BEGIN RECORDS TO PROCESS
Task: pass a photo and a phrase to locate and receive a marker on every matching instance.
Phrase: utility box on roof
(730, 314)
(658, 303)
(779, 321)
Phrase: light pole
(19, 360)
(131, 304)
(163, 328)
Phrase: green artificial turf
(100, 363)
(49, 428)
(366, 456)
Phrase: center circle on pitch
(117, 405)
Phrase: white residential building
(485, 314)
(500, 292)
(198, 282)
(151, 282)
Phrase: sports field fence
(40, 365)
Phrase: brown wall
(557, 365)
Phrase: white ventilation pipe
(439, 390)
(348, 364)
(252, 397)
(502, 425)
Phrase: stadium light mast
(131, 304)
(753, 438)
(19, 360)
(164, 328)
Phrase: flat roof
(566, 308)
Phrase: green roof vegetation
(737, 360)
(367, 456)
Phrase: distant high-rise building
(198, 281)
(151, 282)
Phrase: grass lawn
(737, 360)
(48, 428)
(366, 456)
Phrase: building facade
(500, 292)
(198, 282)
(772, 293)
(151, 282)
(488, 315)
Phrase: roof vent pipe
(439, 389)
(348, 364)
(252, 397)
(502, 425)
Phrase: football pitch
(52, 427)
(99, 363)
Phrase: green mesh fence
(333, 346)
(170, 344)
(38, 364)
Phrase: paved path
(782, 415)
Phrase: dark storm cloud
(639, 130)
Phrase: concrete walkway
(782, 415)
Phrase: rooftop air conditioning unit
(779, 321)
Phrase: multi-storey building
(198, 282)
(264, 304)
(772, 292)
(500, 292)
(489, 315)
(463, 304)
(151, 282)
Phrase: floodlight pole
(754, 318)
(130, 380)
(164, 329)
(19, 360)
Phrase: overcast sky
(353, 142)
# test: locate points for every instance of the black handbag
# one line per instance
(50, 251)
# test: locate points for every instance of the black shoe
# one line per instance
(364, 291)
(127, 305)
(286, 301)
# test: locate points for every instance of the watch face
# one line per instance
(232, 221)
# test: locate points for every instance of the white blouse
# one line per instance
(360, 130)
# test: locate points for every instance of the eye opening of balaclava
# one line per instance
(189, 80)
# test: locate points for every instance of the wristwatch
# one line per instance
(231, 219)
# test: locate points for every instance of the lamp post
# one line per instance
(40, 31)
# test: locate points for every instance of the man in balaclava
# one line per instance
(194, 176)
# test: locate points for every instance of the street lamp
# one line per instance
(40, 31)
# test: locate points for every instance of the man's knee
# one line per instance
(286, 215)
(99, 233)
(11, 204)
END RECORDS TO PROCESS
TASK BRIEF> Would you copy each line of the records that contains "test"?

RESULT>
# test: locate points for every instance of the black handbag
# test: locate points for every instance of the black shoe
# test: locate points for every instance of the watch face
# test: locate points for every instance of the white blouse
# test: locate points for every instance of the eye opening of balaclava
# test: locate points for every instance of the wristwatch
# test: locate points for every instance of the lamp post
# test: locate points for every instance of the man in balaclava
# test: locate points for every instance of the street lamp
# test: locate points for every instance of the man's knee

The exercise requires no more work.